Problem description: Copy the listing below in full, exactly.

Task inputs:

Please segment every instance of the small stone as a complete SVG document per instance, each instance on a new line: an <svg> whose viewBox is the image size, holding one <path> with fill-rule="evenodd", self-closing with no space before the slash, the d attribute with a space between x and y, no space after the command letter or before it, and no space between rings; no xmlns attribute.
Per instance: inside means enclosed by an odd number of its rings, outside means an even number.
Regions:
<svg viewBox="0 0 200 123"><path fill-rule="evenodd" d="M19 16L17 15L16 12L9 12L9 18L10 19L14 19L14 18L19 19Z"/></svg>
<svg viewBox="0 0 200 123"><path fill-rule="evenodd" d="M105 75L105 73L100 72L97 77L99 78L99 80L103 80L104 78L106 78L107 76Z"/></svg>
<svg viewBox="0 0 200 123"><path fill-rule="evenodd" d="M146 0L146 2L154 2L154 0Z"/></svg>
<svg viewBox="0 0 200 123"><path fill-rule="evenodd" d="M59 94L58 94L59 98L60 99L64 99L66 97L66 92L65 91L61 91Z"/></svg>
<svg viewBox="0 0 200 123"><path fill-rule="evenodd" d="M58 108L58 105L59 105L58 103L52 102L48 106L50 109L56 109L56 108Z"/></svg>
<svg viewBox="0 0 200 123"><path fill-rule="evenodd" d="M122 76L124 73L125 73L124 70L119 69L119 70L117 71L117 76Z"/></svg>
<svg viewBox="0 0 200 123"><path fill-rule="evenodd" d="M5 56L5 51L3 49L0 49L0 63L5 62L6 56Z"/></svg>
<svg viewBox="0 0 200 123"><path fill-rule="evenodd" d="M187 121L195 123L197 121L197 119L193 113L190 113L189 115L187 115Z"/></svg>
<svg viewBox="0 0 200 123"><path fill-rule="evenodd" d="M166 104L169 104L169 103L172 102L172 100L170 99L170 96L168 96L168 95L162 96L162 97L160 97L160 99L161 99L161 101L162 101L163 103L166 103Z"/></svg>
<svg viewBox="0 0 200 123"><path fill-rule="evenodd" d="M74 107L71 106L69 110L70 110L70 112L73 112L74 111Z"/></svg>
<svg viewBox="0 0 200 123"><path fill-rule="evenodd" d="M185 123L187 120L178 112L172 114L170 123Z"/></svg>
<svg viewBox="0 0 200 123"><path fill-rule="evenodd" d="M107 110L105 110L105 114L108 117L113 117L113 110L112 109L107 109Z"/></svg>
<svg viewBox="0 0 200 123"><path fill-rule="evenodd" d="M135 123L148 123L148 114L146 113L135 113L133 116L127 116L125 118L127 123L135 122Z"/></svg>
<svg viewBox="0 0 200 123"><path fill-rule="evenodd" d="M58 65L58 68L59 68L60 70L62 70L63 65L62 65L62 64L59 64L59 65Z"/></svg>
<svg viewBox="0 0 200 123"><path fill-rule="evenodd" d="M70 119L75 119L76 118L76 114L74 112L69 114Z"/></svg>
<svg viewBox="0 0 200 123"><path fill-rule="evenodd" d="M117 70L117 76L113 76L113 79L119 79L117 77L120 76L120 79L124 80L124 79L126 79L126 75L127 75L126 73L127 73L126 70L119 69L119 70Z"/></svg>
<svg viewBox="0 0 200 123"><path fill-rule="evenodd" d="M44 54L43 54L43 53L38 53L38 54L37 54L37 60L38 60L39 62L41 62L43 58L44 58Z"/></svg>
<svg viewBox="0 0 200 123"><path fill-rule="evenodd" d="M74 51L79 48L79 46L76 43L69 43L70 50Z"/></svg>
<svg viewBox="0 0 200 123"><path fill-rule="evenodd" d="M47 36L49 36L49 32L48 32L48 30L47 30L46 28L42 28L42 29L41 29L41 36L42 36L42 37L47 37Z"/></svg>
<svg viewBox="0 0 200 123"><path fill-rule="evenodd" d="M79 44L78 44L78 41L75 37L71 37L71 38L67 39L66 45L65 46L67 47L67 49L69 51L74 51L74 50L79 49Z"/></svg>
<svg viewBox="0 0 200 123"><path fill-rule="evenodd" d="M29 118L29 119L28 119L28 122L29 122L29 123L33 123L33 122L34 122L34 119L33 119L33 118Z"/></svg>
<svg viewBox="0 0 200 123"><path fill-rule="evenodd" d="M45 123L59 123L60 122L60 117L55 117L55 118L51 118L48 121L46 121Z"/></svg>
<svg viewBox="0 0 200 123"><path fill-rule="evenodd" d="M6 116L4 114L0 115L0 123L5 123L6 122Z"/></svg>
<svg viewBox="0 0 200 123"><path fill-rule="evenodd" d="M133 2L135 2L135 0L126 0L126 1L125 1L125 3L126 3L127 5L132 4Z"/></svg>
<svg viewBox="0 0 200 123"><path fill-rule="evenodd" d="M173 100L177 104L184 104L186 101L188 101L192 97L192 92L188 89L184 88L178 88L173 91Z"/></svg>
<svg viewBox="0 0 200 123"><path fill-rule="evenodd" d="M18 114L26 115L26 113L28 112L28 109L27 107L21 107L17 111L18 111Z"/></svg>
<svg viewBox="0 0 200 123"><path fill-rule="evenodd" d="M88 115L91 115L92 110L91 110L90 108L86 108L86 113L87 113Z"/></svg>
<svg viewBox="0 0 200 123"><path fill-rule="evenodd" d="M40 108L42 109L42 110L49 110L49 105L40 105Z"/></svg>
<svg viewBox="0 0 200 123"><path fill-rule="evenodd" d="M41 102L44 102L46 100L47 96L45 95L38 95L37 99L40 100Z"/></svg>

Problem solution:
Please segment every instance of the small stone as a complete SVG document per instance, each instance on a new line: an <svg> whose viewBox is the image size, holding one <path> with fill-rule="evenodd", self-closing with no space before the slash, the d attribute with a space between x and y, no space after the command letter or before it, and no space between rings; no xmlns attribute.
Per instance: inside means enclosed by an odd number of its rings, outside means an even number.
Regions:
<svg viewBox="0 0 200 123"><path fill-rule="evenodd" d="M19 16L17 15L16 12L9 12L9 18L10 19L14 19L14 18L19 19Z"/></svg>
<svg viewBox="0 0 200 123"><path fill-rule="evenodd" d="M105 75L105 73L100 72L97 77L99 78L99 80L103 80L104 78L106 78L107 76Z"/></svg>
<svg viewBox="0 0 200 123"><path fill-rule="evenodd" d="M146 0L146 2L154 2L154 0Z"/></svg>
<svg viewBox="0 0 200 123"><path fill-rule="evenodd" d="M59 94L58 94L59 98L60 99L64 99L66 97L66 92L65 91L61 91Z"/></svg>
<svg viewBox="0 0 200 123"><path fill-rule="evenodd" d="M58 108L58 105L59 105L58 103L52 102L48 106L50 109L56 109L56 108Z"/></svg>
<svg viewBox="0 0 200 123"><path fill-rule="evenodd" d="M122 76L124 73L125 73L124 70L119 69L119 70L117 71L117 76Z"/></svg>
<svg viewBox="0 0 200 123"><path fill-rule="evenodd" d="M5 56L5 51L3 49L0 49L0 63L5 62L6 56Z"/></svg>
<svg viewBox="0 0 200 123"><path fill-rule="evenodd" d="M187 121L195 123L197 121L197 119L193 113L190 113L189 115L187 115Z"/></svg>
<svg viewBox="0 0 200 123"><path fill-rule="evenodd" d="M166 104L169 104L169 103L172 102L172 100L170 99L170 96L168 96L168 95L162 96L162 97L160 97L160 99L161 99L161 101L162 101L163 103L166 103Z"/></svg>
<svg viewBox="0 0 200 123"><path fill-rule="evenodd" d="M74 107L71 106L69 110L70 110L70 112L73 112L74 111Z"/></svg>
<svg viewBox="0 0 200 123"><path fill-rule="evenodd" d="M185 123L187 120L178 112L172 114L170 123Z"/></svg>
<svg viewBox="0 0 200 123"><path fill-rule="evenodd" d="M107 110L105 110L105 114L108 117L113 117L113 110L112 109L107 109Z"/></svg>
<svg viewBox="0 0 200 123"><path fill-rule="evenodd" d="M135 123L148 123L148 114L146 113L135 113L133 116L127 116L125 118L127 123L135 122Z"/></svg>
<svg viewBox="0 0 200 123"><path fill-rule="evenodd" d="M58 65L58 68L59 68L60 70L62 70L63 65L62 65L62 64L59 64L59 65Z"/></svg>
<svg viewBox="0 0 200 123"><path fill-rule="evenodd" d="M70 119L75 119L76 118L76 114L74 112L69 114Z"/></svg>
<svg viewBox="0 0 200 123"><path fill-rule="evenodd" d="M117 70L117 76L113 76L113 79L119 79L117 77L120 76L120 79L124 80L124 79L126 79L126 75L127 75L126 73L127 73L126 70L119 69L119 70Z"/></svg>
<svg viewBox="0 0 200 123"><path fill-rule="evenodd" d="M44 54L43 54L43 53L38 53L38 54L37 54L37 60L38 60L39 62L41 62L43 58L44 58Z"/></svg>
<svg viewBox="0 0 200 123"><path fill-rule="evenodd" d="M74 51L79 48L79 46L76 43L69 43L70 50Z"/></svg>
<svg viewBox="0 0 200 123"><path fill-rule="evenodd" d="M47 36L49 36L49 32L48 32L48 30L47 30L46 28L42 28L42 29L41 29L41 36L42 36L42 37L47 37Z"/></svg>
<svg viewBox="0 0 200 123"><path fill-rule="evenodd" d="M79 44L78 44L78 41L75 37L71 37L71 38L67 39L66 45L65 46L67 47L67 49L69 51L74 51L74 50L79 49Z"/></svg>
<svg viewBox="0 0 200 123"><path fill-rule="evenodd" d="M29 118L29 119L28 119L28 122L29 122L29 123L33 123L33 122L34 122L34 119L33 119L33 118Z"/></svg>
<svg viewBox="0 0 200 123"><path fill-rule="evenodd" d="M45 123L59 123L60 122L60 117L55 117L55 118L51 118L48 121L46 121Z"/></svg>
<svg viewBox="0 0 200 123"><path fill-rule="evenodd" d="M6 116L4 114L0 115L0 123L5 123L6 122Z"/></svg>
<svg viewBox="0 0 200 123"><path fill-rule="evenodd" d="M133 2L135 2L135 0L126 0L126 1L125 1L125 3L126 3L127 5L132 4Z"/></svg>
<svg viewBox="0 0 200 123"><path fill-rule="evenodd" d="M173 100L177 104L184 104L186 101L188 101L192 97L192 92L188 89L184 88L178 88L173 91Z"/></svg>
<svg viewBox="0 0 200 123"><path fill-rule="evenodd" d="M18 114L26 115L26 113L28 112L28 109L27 107L21 107L17 111L18 111Z"/></svg>
<svg viewBox="0 0 200 123"><path fill-rule="evenodd" d="M88 115L91 115L92 110L91 110L90 108L86 108L86 113L87 113Z"/></svg>
<svg viewBox="0 0 200 123"><path fill-rule="evenodd" d="M40 108L42 109L42 110L49 110L49 105L40 105Z"/></svg>
<svg viewBox="0 0 200 123"><path fill-rule="evenodd" d="M41 102L44 102L46 100L47 96L45 95L38 95L37 99L40 100Z"/></svg>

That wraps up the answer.